» **GIVEN TEXT**:
######
Tony Woodlief has written a thoughtful, and thought-provoking, opinion piece about why he and his spouse have chosen to homeschool their children. He writes, in part:
The reason we’ve broken with tradition, or perhaps reverted to a deeper tradition, is not because we oppose sex education, or because we think their egos are too tender for public schools. It’s because we can do a superior job of educating our children. We want to cultivate in them an intellectual breadth and curiosity that public schools no longer offer.
Somewhere there is now an indignant teacher typing an email to instruct me about his profession’s nobility. Perhaps some public schools educate children in multiple languages and musical instruments, have them reading classic literature by age seven, offer intensive studies of math, science, logic, and history, and coach them in public speaking and writing. The thing is, I don’t know where those schools are.
I think were I to have children, I’d want to do much the same thing. Not so much because my own K-12 experience was mostly horrendous, but because of the education I received from my over-educated, intellectually curious book-loving parents. They encouraged me, and provoked me, and fed my brain and mind, while most of the time I was, quite honestly, just parked in a holding pattern by well-meaning but over-worked teachers. (Granted, there were some exceptions: Mr. Muchnick, and Virgina Hall, to name two).
######
» **Saved entries**:
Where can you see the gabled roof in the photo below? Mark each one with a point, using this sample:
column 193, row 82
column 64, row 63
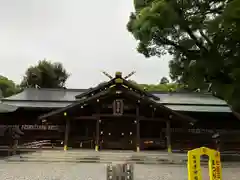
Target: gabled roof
column 108, row 84
column 5, row 108
column 127, row 92
column 59, row 98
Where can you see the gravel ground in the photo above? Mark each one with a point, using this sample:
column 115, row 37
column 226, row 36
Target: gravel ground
column 95, row 171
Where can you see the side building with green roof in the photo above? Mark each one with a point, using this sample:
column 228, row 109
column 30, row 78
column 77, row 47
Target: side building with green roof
column 119, row 115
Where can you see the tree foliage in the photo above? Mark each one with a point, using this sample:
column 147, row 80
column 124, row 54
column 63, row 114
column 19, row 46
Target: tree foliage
column 45, row 75
column 164, row 80
column 203, row 36
column 7, row 87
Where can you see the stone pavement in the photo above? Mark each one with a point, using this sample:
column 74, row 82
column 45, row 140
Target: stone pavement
column 144, row 157
column 97, row 171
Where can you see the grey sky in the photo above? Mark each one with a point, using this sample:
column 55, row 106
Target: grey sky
column 86, row 36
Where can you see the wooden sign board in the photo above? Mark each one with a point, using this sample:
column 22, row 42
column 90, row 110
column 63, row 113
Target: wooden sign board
column 194, row 165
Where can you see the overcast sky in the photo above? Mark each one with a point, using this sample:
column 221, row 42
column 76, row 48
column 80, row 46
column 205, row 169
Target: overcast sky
column 86, row 36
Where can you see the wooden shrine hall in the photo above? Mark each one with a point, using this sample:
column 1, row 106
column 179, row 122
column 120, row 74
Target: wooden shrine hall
column 120, row 115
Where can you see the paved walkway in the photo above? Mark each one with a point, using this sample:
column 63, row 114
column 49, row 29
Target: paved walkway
column 93, row 171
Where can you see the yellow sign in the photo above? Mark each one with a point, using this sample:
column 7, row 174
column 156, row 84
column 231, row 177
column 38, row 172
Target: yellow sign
column 194, row 165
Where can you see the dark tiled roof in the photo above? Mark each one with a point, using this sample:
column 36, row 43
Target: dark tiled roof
column 46, row 95
column 58, row 98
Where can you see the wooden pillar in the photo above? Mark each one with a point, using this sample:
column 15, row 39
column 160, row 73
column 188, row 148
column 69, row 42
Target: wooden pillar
column 67, row 130
column 168, row 136
column 97, row 127
column 138, row 129
column 97, row 135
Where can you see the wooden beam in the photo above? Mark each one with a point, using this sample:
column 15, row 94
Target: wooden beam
column 67, row 129
column 138, row 129
column 168, row 136
column 85, row 118
column 141, row 118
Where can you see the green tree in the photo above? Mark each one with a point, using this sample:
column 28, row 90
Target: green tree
column 201, row 35
column 45, row 75
column 7, row 87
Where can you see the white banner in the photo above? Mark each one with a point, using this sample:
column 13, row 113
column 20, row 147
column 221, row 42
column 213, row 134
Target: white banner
column 35, row 127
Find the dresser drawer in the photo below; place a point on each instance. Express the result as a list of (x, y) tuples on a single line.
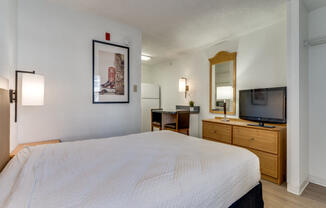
[(268, 163), (217, 132), (257, 139)]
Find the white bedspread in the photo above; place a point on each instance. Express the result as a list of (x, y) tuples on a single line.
[(159, 169)]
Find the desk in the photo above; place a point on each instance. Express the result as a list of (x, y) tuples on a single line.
[(167, 115)]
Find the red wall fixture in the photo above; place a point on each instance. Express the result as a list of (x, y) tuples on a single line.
[(107, 36)]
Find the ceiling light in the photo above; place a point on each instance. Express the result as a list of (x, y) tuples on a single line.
[(145, 58)]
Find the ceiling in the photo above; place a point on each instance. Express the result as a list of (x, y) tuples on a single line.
[(314, 4), (170, 27)]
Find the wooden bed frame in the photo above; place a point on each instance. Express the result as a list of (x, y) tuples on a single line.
[(4, 127)]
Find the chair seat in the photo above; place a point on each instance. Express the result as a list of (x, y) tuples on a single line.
[(155, 123), (171, 125)]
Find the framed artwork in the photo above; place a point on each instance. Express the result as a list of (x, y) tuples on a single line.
[(110, 73)]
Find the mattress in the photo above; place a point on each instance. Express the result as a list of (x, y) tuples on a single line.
[(154, 169)]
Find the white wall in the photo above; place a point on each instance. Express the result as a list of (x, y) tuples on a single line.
[(57, 43), (8, 39), (261, 62), (297, 78), (147, 74), (317, 98)]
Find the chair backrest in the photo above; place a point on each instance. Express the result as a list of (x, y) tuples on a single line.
[(183, 118)]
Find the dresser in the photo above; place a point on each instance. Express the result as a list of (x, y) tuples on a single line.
[(269, 144)]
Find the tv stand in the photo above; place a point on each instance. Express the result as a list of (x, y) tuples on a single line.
[(262, 124), (269, 144)]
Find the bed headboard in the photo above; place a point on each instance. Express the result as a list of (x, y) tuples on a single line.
[(4, 126)]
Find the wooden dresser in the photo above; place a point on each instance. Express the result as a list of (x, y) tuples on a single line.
[(269, 144)]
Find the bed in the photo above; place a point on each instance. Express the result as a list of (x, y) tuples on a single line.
[(155, 169)]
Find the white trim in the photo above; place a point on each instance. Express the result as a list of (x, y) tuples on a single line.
[(4, 84), (297, 190), (317, 180)]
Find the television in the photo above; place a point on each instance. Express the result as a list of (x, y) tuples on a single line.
[(263, 105)]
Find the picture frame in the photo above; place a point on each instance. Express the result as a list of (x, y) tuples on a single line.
[(110, 82)]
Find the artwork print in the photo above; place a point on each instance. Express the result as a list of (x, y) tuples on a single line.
[(110, 73)]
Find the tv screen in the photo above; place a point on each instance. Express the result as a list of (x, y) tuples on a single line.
[(263, 105)]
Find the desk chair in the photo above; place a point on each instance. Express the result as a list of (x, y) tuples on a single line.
[(182, 123), (156, 119)]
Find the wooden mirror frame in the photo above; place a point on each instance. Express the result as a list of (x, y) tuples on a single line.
[(221, 57)]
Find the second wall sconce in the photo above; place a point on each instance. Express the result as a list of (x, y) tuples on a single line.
[(183, 86), (32, 90)]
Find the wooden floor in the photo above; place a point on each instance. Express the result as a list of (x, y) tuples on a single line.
[(276, 196)]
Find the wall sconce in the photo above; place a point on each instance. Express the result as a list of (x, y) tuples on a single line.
[(32, 90), (183, 87), (224, 93)]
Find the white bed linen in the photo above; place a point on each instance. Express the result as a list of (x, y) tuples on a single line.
[(159, 169)]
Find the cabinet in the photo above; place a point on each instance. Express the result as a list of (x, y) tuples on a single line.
[(269, 144)]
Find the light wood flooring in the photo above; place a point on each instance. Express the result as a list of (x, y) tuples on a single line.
[(276, 196)]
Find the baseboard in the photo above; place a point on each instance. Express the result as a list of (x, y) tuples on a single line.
[(317, 180), (297, 190)]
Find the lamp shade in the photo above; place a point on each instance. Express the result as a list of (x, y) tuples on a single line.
[(182, 85), (224, 93), (32, 90)]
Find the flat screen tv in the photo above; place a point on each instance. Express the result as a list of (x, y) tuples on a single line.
[(263, 105)]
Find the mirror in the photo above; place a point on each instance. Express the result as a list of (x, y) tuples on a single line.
[(222, 82)]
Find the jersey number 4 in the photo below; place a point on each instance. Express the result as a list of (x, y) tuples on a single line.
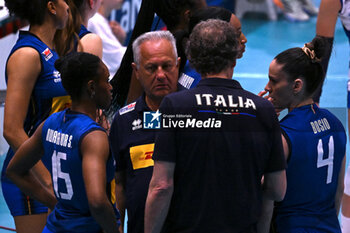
[(58, 174), (328, 161)]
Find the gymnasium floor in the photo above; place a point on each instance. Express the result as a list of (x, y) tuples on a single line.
[(265, 40)]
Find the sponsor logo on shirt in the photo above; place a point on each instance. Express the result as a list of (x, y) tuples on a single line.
[(127, 108), (136, 124), (151, 120), (157, 120), (58, 138), (57, 76), (47, 54), (141, 156), (224, 101)]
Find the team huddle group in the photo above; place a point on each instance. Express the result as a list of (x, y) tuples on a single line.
[(70, 169)]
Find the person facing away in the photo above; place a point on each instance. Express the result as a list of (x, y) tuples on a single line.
[(330, 11), (216, 143), (113, 50), (75, 150), (76, 36), (34, 91), (189, 77), (314, 143), (156, 67)]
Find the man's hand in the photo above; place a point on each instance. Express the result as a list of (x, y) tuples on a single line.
[(118, 31)]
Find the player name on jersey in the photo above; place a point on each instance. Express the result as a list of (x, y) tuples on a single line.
[(224, 101), (58, 138), (320, 125)]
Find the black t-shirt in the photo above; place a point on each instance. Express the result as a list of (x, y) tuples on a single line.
[(132, 147), (227, 140)]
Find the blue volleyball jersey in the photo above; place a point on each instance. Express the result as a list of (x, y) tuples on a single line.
[(344, 16), (48, 96), (61, 136), (317, 142), (189, 78), (83, 31)]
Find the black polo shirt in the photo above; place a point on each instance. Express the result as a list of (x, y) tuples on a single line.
[(227, 140), (132, 147)]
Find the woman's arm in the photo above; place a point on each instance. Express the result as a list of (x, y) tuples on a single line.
[(91, 43), (20, 86), (327, 17), (95, 153), (20, 171), (340, 187)]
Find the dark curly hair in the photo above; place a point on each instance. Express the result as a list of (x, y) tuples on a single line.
[(296, 63), (76, 70), (32, 10), (212, 47), (170, 10)]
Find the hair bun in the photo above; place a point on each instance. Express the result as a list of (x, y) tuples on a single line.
[(311, 54)]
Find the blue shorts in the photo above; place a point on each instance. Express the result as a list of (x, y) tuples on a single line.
[(349, 92), (18, 203), (46, 230)]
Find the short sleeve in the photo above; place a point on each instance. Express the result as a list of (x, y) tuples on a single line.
[(114, 141), (165, 143), (276, 161)]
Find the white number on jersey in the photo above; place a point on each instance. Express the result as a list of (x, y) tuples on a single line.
[(57, 173), (328, 161)]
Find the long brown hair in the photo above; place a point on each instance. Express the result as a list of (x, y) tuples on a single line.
[(66, 38)]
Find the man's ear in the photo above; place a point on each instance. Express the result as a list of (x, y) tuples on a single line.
[(51, 7), (135, 69), (298, 85), (91, 86)]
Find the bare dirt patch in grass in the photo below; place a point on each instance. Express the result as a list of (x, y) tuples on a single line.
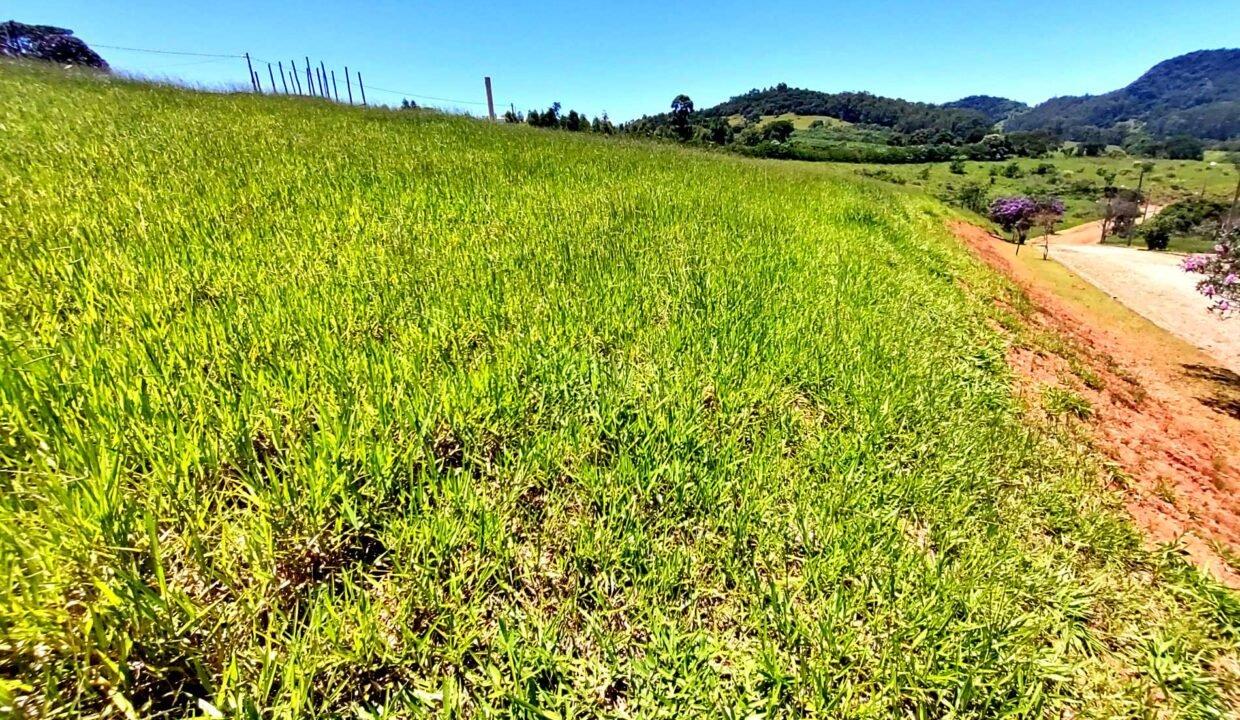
[(1157, 408)]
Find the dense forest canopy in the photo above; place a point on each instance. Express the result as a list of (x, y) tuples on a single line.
[(861, 108), (996, 109), (1193, 94)]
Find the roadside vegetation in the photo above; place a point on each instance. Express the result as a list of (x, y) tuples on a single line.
[(1080, 182), (310, 410)]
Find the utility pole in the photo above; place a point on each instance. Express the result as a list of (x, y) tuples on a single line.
[(253, 83), (1235, 197)]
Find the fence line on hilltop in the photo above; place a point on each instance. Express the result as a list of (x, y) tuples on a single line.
[(305, 78)]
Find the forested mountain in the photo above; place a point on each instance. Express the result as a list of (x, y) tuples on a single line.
[(862, 108), (1192, 94), (995, 109)]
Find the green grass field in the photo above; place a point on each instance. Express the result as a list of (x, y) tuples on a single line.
[(323, 412), (1168, 181)]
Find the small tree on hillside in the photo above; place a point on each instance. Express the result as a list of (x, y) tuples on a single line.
[(1014, 215), (779, 130), (46, 42), (1050, 211), (682, 107)]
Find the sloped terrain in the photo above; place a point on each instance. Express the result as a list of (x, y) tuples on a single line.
[(321, 412)]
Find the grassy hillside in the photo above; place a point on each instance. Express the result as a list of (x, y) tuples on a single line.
[(324, 412), (1075, 180)]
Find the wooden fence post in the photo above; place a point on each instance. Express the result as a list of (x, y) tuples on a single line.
[(252, 83)]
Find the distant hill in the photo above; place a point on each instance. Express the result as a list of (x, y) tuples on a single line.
[(1193, 94), (996, 109), (861, 108)]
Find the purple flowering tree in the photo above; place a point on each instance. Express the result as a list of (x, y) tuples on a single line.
[(1050, 211), (1016, 215), (1222, 273)]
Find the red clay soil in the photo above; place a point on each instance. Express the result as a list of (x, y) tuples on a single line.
[(1162, 410)]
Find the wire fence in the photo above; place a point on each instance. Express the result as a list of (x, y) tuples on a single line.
[(296, 78)]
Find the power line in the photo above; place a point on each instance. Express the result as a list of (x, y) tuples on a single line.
[(165, 51), (425, 97)]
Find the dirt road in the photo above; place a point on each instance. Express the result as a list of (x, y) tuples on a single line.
[(1163, 410), (1155, 286)]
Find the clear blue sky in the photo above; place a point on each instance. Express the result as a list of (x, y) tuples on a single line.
[(630, 58)]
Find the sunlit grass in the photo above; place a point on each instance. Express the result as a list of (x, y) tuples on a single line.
[(320, 412)]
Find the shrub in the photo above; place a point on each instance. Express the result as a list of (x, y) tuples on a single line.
[(1157, 238), (1222, 270)]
######
» **PROBLEMS AND TASKS**:
1. Answer these questions from the homeschooling piece:
(a) What do the parents say they can do a superior job of?
(b) What is the indignant teacher imagined to be doing?
(c) Which two teachers are named as exceptions?
2. Output the part of the homeschooling piece that begins at the words "Tony Woodlief has" and stops after "no longer offer.".

» **ANSWERS FOR THE TASKS**:
1.
(a) Educating their children.
(b) Typing an email to instruct the writer about his profession's nobility.
(c) Mr. Muchnick and Virgina Hall.

2.
Tony Woodlief has written a thoughtful, and thought-provoking, opinion piece about why he and his spouse have chosen to homeschool their children. He writes, in part:
The reason we’ve broken with tradition, or perhaps reverted to a deeper tradition, is not because we oppose sex education, or because we think their egos are too tender for public schools. It’s because we can do a superior job of educating our children. We want to cultivate in them an intellectual breadth and curiosity that public schools no longer offer.